Write each entry down again precisely, skipping nothing.

+++++

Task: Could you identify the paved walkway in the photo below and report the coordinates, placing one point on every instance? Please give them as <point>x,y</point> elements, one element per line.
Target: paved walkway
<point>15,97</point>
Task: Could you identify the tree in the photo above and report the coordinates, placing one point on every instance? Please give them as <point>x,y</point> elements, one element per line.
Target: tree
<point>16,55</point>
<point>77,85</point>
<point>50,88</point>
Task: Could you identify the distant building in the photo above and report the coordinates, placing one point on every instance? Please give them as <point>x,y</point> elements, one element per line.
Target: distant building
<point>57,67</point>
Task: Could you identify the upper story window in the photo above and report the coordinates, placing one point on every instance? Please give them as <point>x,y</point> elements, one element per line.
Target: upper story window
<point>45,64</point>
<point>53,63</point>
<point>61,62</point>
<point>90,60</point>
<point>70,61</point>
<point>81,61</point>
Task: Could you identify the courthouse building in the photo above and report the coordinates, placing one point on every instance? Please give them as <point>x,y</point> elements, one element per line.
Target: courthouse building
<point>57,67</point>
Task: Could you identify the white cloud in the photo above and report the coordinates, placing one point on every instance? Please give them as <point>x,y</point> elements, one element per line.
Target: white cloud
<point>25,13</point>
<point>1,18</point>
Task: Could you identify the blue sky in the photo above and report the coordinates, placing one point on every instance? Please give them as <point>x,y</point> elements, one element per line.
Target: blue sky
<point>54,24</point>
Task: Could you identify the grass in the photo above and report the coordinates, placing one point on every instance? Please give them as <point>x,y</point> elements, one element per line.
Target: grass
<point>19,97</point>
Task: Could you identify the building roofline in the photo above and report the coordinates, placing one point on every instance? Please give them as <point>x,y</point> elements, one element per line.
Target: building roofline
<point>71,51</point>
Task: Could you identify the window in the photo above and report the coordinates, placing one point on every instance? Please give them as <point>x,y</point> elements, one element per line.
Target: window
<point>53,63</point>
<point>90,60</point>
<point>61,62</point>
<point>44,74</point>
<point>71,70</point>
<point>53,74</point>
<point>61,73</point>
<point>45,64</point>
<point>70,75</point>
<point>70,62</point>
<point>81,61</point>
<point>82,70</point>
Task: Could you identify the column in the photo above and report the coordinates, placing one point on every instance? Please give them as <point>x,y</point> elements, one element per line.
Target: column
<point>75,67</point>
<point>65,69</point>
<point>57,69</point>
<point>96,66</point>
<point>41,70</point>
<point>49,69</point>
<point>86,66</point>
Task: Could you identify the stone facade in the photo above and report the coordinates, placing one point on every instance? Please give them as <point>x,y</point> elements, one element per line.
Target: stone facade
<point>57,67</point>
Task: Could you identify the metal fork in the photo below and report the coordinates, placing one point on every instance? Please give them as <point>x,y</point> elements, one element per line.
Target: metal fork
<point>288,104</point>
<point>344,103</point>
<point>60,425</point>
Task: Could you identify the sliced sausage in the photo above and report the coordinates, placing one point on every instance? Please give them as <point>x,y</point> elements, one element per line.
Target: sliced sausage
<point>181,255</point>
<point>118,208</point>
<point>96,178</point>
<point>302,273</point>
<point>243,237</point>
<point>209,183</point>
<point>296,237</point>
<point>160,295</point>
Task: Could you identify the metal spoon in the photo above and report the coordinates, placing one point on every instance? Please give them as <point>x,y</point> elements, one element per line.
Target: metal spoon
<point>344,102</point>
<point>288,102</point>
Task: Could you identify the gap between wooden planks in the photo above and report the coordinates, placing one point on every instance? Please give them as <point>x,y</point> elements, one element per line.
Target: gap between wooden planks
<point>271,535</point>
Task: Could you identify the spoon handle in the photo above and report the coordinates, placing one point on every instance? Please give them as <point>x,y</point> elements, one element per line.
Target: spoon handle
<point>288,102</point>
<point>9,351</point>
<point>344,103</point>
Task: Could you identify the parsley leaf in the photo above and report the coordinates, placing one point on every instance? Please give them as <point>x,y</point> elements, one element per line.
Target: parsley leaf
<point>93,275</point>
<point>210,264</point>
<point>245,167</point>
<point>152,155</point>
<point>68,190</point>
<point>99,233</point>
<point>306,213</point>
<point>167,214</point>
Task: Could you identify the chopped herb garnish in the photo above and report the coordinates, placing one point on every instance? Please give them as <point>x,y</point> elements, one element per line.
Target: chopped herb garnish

+++++

RESULT BELOW:
Task: Could you identify the paved walkway in the photo below and report the coordinates, placing one point on every instance? Please give them as <point>x,y</point> elements, one element per line.
Target: paved walkway
<point>15,97</point>
Task: Could you identify the tree in the photo above and report the coordinates, placing one point on every instance? Please give them as <point>x,y</point> elements, one element per line.
Target: tree
<point>16,55</point>
<point>77,85</point>
<point>50,88</point>
Task: Could you identify the distant building in the photo above and report the coordinates, placing one point on every instance? Please give them as <point>x,y</point> elements, one element per line.
Target: distant building
<point>57,67</point>
Task: Could you identify the upper story window in the photo above and report the coordinates, placing one point on every instance? Please give them as <point>x,y</point> elements, one element per line.
Target: upper story window
<point>45,64</point>
<point>53,63</point>
<point>61,62</point>
<point>90,60</point>
<point>70,61</point>
<point>81,61</point>
Task: Could you identify the courthouse building in the photo above and report the coordinates, placing one point on every instance? Please give them as <point>x,y</point> elements, one element per line.
Target: courthouse building
<point>57,67</point>
Task: Could you identify the white cloud in the photo above and report the coordinates, placing one point on every instance? Please give them as <point>x,y</point> elements, one element per line.
Target: white cloud
<point>25,13</point>
<point>1,18</point>
Task: Could you identify the blue sky in the photo above and report the coordinates, placing one point on every instance? Please give them as <point>x,y</point> elements, one element per line.
Target: blue sky
<point>54,24</point>
Task: Could you identify the grass in the photo above and report the coordinates, placing one point on every instance? Please give them as <point>x,y</point> elements, one element per line.
Target: grass
<point>19,97</point>
Task: Could you identify the building roofline in the photo above and report the coordinates, placing one point on every instance? Please give them as <point>x,y</point> elements, one element per line.
Target: building roofline
<point>71,51</point>
Task: Could you identify the window in the photo above and report the coordinates, placing one point on every instance? Please give them as <point>x,y</point> elements, one element per line.
Target: window
<point>53,63</point>
<point>90,60</point>
<point>61,62</point>
<point>44,74</point>
<point>71,70</point>
<point>53,74</point>
<point>61,73</point>
<point>45,64</point>
<point>70,75</point>
<point>70,62</point>
<point>81,61</point>
<point>82,70</point>
Task: Could you identify the column in the photo above and report the coordinates, placing one point on every instance? Please give them as <point>x,y</point> elements, one element per line.
Target: column
<point>75,67</point>
<point>65,69</point>
<point>57,69</point>
<point>96,66</point>
<point>41,70</point>
<point>49,69</point>
<point>86,66</point>
Task: Could you identify the stone facade in the photo above and report the coordinates, placing one point on every instance? Please give them as <point>x,y</point> elements, one element per line.
Target: stone facade
<point>57,67</point>
Task: Could you identify the metal fork in the photo below and report the coordinates, placing one point on every instance? Please give them as <point>x,y</point> elements, one element per line.
Target: metal fork
<point>288,104</point>
<point>344,103</point>
<point>60,425</point>
Task: Could you identify the sliced sausage in the photo above and report the coordinates, placing one point on every instance? Please give them as <point>x,y</point> elements, one element per line.
Target: sliced sausage
<point>181,255</point>
<point>118,208</point>
<point>96,178</point>
<point>302,273</point>
<point>243,237</point>
<point>209,183</point>
<point>296,237</point>
<point>160,295</point>
Task: Could you identify the metal spoon in the photo above and report the coordinates, placing one point on every instance? Please give them as <point>x,y</point> elements, one element per line.
Target: metal spoon
<point>344,102</point>
<point>288,102</point>
Task: Could you identify the gap between wooden planks in the photo above and report the coordinates, placing one point on every instance? Please give them as <point>x,y</point> elements, one element per line.
Target: gap between wooden planks
<point>271,535</point>
Task: Could you identify the spoon handle in the photo above and report the coordinates, placing one point on every instance? Please give them as <point>x,y</point> elements, one element per line.
Target: spoon handle
<point>288,102</point>
<point>9,351</point>
<point>344,103</point>
Task: Could you identify the parsley leaf in the photo above and report the coordinates, placing one point on every instance? Please give them as <point>x,y</point> elements, one element per line.
Target: parsley leaf
<point>93,275</point>
<point>210,264</point>
<point>245,167</point>
<point>152,155</point>
<point>68,190</point>
<point>99,233</point>
<point>306,213</point>
<point>167,214</point>
Task: Could you identify the chopped herb garnish in the photo above and report the coordinates, placing one point on every instance? Please give them as <point>x,y</point> elements, one element per line.
Target: chopped herb garnish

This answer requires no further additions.